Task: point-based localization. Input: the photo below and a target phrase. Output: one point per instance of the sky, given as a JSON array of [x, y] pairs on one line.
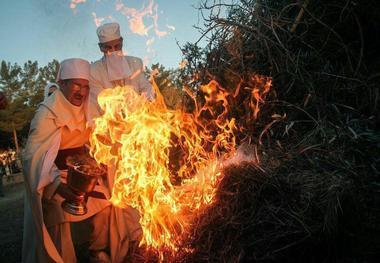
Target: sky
[[44, 30]]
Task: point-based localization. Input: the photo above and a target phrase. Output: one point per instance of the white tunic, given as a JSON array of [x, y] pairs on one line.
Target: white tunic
[[99, 81]]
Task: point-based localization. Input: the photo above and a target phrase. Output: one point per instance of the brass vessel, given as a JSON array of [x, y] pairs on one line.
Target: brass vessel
[[81, 182]]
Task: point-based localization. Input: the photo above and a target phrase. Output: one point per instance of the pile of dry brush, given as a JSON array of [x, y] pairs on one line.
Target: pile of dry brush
[[318, 197]]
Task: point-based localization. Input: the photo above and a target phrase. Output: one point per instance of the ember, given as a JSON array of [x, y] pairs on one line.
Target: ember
[[136, 138]]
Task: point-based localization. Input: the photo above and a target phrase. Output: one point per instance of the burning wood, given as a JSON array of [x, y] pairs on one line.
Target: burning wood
[[135, 137]]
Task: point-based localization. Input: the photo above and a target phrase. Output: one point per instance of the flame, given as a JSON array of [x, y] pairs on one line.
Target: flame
[[166, 161], [135, 17], [74, 3], [183, 64]]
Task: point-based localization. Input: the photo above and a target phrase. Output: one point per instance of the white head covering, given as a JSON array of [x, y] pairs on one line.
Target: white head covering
[[47, 88], [108, 32], [74, 68]]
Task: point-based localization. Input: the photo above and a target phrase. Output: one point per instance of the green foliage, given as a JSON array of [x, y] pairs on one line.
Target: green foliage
[[24, 87], [318, 200]]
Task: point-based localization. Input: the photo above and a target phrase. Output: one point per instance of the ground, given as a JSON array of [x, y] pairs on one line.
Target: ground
[[11, 223]]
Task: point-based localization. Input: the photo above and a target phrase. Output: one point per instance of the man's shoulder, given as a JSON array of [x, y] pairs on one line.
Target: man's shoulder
[[135, 60], [96, 63]]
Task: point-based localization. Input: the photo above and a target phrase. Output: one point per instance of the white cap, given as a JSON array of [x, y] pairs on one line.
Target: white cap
[[47, 88], [108, 32], [74, 68]]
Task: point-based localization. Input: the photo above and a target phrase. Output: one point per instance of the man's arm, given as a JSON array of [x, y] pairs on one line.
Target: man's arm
[[144, 86]]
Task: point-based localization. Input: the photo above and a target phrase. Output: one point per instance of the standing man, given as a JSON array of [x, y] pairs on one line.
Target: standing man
[[59, 127], [49, 89], [112, 70]]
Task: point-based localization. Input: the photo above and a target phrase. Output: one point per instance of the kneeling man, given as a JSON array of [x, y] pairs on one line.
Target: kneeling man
[[59, 129]]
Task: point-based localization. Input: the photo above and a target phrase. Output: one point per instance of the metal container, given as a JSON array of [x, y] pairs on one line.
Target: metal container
[[81, 182]]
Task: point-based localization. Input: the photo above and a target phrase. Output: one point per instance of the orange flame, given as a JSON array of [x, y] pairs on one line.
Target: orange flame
[[166, 161]]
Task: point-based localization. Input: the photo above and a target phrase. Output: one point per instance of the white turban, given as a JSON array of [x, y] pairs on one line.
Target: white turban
[[47, 88], [108, 32], [74, 68]]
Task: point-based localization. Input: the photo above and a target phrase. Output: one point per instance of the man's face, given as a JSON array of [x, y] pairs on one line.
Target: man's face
[[75, 90], [51, 90], [111, 46]]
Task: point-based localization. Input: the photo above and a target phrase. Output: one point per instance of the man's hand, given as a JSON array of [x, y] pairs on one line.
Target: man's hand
[[3, 101], [66, 192]]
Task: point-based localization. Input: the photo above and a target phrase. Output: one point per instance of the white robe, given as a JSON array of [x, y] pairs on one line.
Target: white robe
[[56, 125], [125, 222], [99, 81]]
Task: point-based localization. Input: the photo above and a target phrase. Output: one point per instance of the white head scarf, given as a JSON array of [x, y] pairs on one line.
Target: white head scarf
[[74, 68], [47, 88], [108, 32]]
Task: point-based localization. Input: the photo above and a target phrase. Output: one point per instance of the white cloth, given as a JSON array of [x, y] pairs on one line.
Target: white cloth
[[74, 68], [108, 32], [54, 126], [99, 80], [47, 88]]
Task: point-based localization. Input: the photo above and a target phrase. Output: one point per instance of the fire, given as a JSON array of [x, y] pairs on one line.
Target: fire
[[166, 161]]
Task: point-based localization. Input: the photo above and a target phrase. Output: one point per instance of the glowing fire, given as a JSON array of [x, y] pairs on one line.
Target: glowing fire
[[166, 161]]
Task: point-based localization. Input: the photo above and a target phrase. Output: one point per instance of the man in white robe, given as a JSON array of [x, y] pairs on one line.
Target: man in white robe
[[115, 69], [112, 70], [58, 126]]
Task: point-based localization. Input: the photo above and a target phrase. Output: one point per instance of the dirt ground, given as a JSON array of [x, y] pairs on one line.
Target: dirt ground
[[11, 223]]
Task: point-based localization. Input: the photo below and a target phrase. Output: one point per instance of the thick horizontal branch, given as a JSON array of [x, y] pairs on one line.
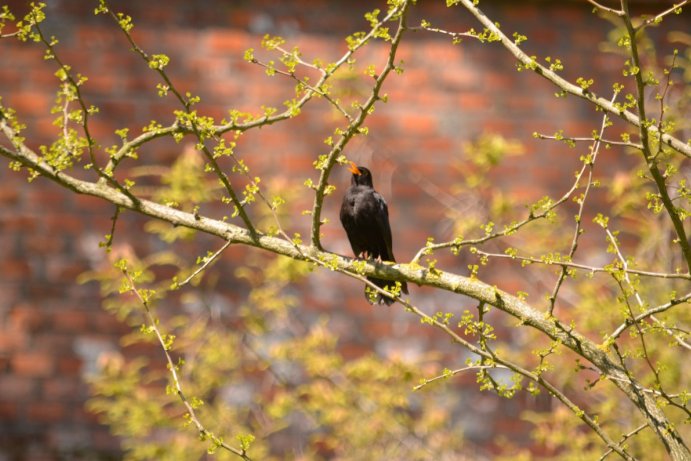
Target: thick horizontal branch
[[414, 273]]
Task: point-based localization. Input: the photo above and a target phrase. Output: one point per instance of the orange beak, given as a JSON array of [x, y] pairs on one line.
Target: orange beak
[[353, 169]]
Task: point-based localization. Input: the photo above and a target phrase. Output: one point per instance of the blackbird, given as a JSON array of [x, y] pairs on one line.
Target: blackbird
[[365, 218]]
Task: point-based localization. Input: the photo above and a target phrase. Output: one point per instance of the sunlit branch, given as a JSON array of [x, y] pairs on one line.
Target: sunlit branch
[[172, 368]]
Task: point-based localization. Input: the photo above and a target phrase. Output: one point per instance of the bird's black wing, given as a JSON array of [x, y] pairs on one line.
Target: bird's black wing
[[384, 228]]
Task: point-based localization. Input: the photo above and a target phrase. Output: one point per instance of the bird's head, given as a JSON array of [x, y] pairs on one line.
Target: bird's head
[[361, 175]]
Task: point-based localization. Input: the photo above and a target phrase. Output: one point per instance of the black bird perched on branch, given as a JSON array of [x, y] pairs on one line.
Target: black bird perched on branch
[[365, 218]]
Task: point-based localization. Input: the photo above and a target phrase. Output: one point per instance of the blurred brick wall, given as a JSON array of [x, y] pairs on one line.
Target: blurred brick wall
[[52, 330]]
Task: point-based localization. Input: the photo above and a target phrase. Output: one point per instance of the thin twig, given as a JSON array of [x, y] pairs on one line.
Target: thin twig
[[172, 367]]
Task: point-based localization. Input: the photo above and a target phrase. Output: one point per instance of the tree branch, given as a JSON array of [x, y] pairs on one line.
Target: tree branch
[[473, 288]]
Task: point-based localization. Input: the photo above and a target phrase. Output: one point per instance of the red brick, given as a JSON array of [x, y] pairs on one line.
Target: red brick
[[25, 317], [228, 40], [70, 320], [11, 340], [20, 388], [33, 364], [58, 388], [36, 243], [30, 103], [46, 412], [15, 270], [8, 411], [19, 222], [419, 124], [69, 365]]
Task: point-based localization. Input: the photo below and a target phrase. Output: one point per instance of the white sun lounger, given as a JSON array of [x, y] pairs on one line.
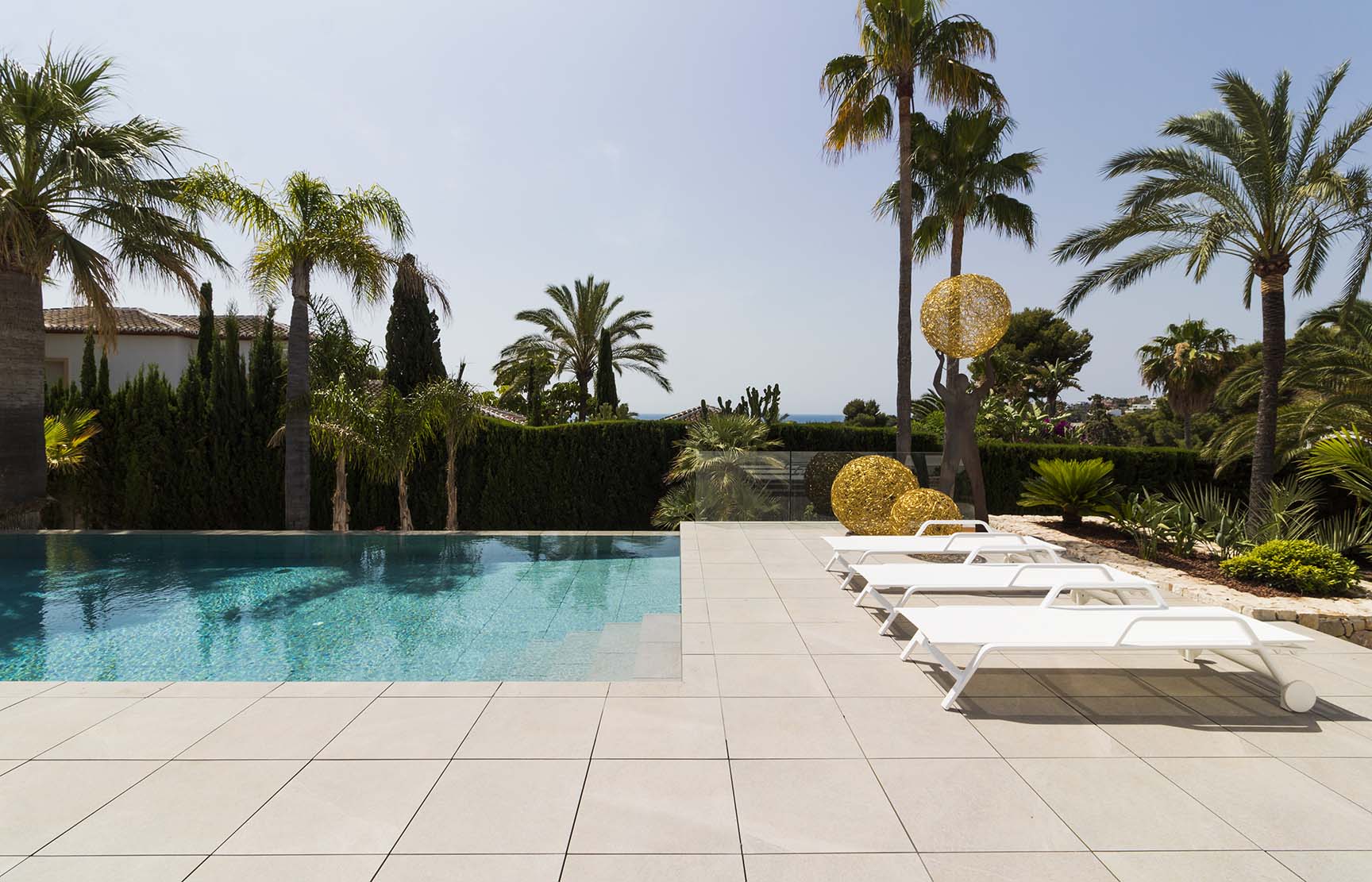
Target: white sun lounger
[[1104, 629], [969, 578], [959, 545]]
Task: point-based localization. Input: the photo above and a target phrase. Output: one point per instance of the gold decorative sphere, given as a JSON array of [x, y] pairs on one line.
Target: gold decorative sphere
[[866, 488], [965, 316], [919, 505]]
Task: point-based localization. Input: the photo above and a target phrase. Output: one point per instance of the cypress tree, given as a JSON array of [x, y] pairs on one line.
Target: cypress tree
[[605, 391], [205, 341], [412, 349], [88, 371]]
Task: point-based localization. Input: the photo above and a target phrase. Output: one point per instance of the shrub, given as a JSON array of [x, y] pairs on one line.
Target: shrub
[[1073, 486], [1296, 565]]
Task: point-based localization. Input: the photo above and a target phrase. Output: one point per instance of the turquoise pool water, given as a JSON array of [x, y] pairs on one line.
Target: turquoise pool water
[[326, 608]]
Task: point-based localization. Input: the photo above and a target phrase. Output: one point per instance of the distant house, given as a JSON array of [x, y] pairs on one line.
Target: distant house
[[145, 337]]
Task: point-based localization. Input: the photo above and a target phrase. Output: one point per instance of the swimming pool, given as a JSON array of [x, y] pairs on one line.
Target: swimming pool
[[372, 607]]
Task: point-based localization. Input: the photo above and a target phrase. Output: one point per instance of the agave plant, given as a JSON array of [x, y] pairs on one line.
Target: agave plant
[[711, 472], [1074, 486]]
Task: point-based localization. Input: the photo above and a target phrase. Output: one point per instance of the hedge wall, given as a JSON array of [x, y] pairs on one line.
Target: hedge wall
[[1006, 467]]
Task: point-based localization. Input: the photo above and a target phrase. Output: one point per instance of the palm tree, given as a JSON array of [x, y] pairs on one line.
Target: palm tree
[[1251, 181], [81, 196], [398, 428], [1326, 386], [1187, 363], [571, 333], [298, 229], [961, 177], [903, 43], [457, 418], [1053, 380]]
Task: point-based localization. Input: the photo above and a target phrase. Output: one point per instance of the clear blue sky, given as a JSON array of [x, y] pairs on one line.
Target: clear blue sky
[[676, 150]]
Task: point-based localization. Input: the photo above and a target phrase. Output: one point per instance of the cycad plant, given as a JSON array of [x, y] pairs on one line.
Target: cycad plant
[[903, 44], [301, 228], [1074, 487], [711, 478], [1251, 181], [571, 329], [80, 196], [1187, 364]]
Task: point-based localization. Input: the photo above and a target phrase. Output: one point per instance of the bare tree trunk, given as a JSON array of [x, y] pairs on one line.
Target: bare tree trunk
[[24, 463], [1274, 358], [403, 487], [341, 508], [904, 213], [297, 449], [452, 486]]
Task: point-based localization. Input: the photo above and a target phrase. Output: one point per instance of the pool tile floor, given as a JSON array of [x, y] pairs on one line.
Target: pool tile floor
[[784, 741]]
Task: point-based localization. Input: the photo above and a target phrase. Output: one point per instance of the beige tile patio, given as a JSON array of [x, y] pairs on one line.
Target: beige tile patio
[[874, 676], [972, 806], [1123, 804], [653, 869], [1326, 866], [287, 869], [40, 800], [656, 807], [103, 869], [529, 729], [40, 723], [1270, 803], [814, 806], [1189, 866], [769, 675], [407, 729], [1039, 727], [337, 807], [499, 807], [831, 867], [911, 727], [279, 729], [748, 610], [756, 638], [471, 869], [661, 729], [442, 689], [156, 729], [183, 808], [1016, 867], [787, 729]]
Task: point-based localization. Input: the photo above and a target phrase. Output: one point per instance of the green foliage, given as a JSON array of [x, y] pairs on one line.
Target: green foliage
[[1036, 337], [1296, 565], [1076, 487], [412, 349]]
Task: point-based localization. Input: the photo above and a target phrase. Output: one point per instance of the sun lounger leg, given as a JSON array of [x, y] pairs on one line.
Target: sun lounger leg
[[1297, 695]]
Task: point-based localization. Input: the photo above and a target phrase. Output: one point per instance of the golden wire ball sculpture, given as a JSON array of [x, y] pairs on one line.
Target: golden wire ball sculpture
[[919, 505], [866, 488], [965, 316]]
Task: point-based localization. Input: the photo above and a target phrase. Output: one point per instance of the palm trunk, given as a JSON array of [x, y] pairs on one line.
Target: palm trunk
[[904, 211], [341, 508], [403, 487], [24, 463], [297, 449], [452, 486], [1274, 357]]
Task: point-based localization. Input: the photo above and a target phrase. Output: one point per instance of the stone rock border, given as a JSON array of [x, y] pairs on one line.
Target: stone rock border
[[1347, 618]]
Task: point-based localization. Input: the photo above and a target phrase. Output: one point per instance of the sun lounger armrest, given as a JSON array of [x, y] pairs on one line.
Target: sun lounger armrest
[[1236, 620], [1116, 587]]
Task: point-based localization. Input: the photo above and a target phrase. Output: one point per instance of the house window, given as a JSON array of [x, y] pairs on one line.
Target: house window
[[56, 369]]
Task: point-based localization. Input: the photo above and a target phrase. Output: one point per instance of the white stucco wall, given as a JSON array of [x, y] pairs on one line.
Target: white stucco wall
[[133, 350]]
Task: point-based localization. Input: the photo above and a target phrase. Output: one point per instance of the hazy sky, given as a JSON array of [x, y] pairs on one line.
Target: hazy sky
[[676, 150]]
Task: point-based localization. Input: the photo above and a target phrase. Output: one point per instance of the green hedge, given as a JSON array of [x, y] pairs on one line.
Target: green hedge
[[1006, 467]]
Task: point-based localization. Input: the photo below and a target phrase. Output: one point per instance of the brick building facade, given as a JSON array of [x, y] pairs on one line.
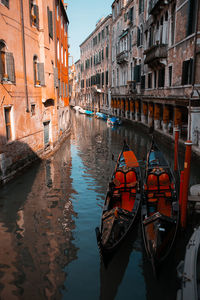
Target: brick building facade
[[95, 63], [29, 102], [155, 64]]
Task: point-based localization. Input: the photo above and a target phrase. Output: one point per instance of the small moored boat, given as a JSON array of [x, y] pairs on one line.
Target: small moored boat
[[160, 207], [89, 113], [188, 270], [113, 121], [122, 202], [101, 116]]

• WORK INSTRUCTIONS:
Since only part of the listing is wanted, copy exactly the lines from the one holding "Target: white robe" to the one holding "of the glowing", both included.

• TASK OUTPUT:
Target: white robe
[[56, 125], [125, 222], [99, 81]]
Task: point-based localization. Input: the photo above and a target phrase. Output: one point per instance of the white head scarf, given as a JSON array of [x, y] pairs on one line.
Target: white head scarf
[[74, 68], [47, 88], [108, 32]]
Task: point-based localization. Input: the photo above and a target phrase. Output: one point per instance of the white cloth, given as a JSON array of [x, y] pairs on one line.
Target: white cloth
[[74, 68], [108, 32], [54, 126], [99, 80], [47, 88]]
Task: point-based localization. Input: the photo above and a target phrase. Output: one point per instance of the fire, given as a JSON array of [x, y] pairs on one line.
Target: fire
[[166, 161]]
Task: point-based localization. Input: the photo above and a target phrase. Output: one point per instance of the glowing fire, given as a JSON array of [x, y] pairs on one line.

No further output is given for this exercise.